>> BEGIN QUOTED PASSAGE
According to [10], an interference test is a multiple-well test where there is at least one active and one observation well. The active well can be either a producer or an injector, and the observation well is shut in. The purpose of this test is to determine reservoir information that is not possible with another kind of pressure test. This test is conducted by measuring the pressure response in one or more observation wells caused by the opening or shutting| in of a neighbor well. Its advantage is the estimation of transmissivity of a fracture system, storage in the matrix and fractures, and size and block diffusivity. That is why [14] presented equations to analyze this test, which consider the interaction among fractures and the matrix rock.

Several authors have conducted studies of the interference test neglecting the wellbore storage coefficient and skin effect of the active well. A method to analyze interference data including wellbore storage and skin was presented by [17]. As a result, [15] presented a technique whereby wellbore storage and skin existing in one well are correlated. After that, [4] proposed the development pressure derivative type curve for use in build-up and drawdown tests in double-porosity reservoirs.

Double-porosity systems are formations with two porous systems. Each system has different porosity and permeability and can participate in the production process. These systems are usually naturally fractured reservoirs, where the fractures have high permeability and low storativity. On the other hand, the matrix has high storativity but low permeability. [3] presented a mathematical model for this kind of system where the matrix behavior operates under pseudosteady state conditions.

The model used for decline-type curve analysis was developed for the case of a well producing a constant pressure. [18] considered the pressure response at a constant pressure test in single porosity reservoirs. They plotted log-log-type curves for various interference wells. [5] presented a solution model as a function of Laplace transform including wellbore skin; however, their types of curves were only for zero skin. In addition, they did not present a single log-log-type curve for various combinations of these parameters, λ, ω, and r D .

Another method to characterize a naturally fractured reservoir using characteristic points found on the pressure derivative plot was proposed for interpretation of single-well pressure tests. This method utilizes an expression developed for the characteristic points and slopes of pressure and pressure derivative log-log plot. The values of these points are used in analytical solutions to obtain reservoir parameters, [7].
>> END QUOTED PASSAGE
→ **DIRECTIONS**:
• 1. Answer these questions from the passage on interference tests, giving each answer on its own line and marking it to match its question:
(a) In an interference test, what is the state of the observation well?
(b) In naturally fractured reservoirs, what permeability and storativity do the fractures have?
(c) In the mathematical model for double-porosity systems, under what conditions does the matrix behavior operate?
• 2. Duplicate the part of the passage on interference tests between the words "Double-porosity systems are" and "pseudosteady state conditions.", inclusive.
The lines after this passage on interference tests are separate material.
>> BEGIN DATASET EXCERPT
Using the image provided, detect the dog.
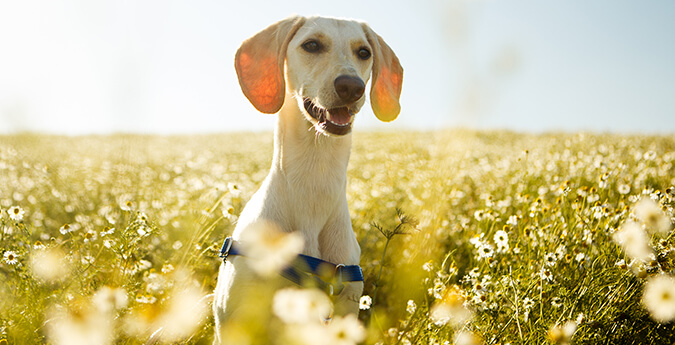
>> END DATASET EXCERPT
→ **WRITTEN ANSWERS**:
• 1.
(a) It is shut in.
(b) High permeability and low storativity.
(c) Pseudosteady state conditions.

• 2.
Double-porosity systems are formations with two porous systems. Each system has different porosity and permeability and can participate in the production process. These systems are usually naturally fractured reservoirs, where the fractures have high permeability and low storativity. On the other hand, the matrix has high storativity but low permeability. [3] presented a mathematical model for this kind of system where the matrix behavior operates under pseudosteady state conditions.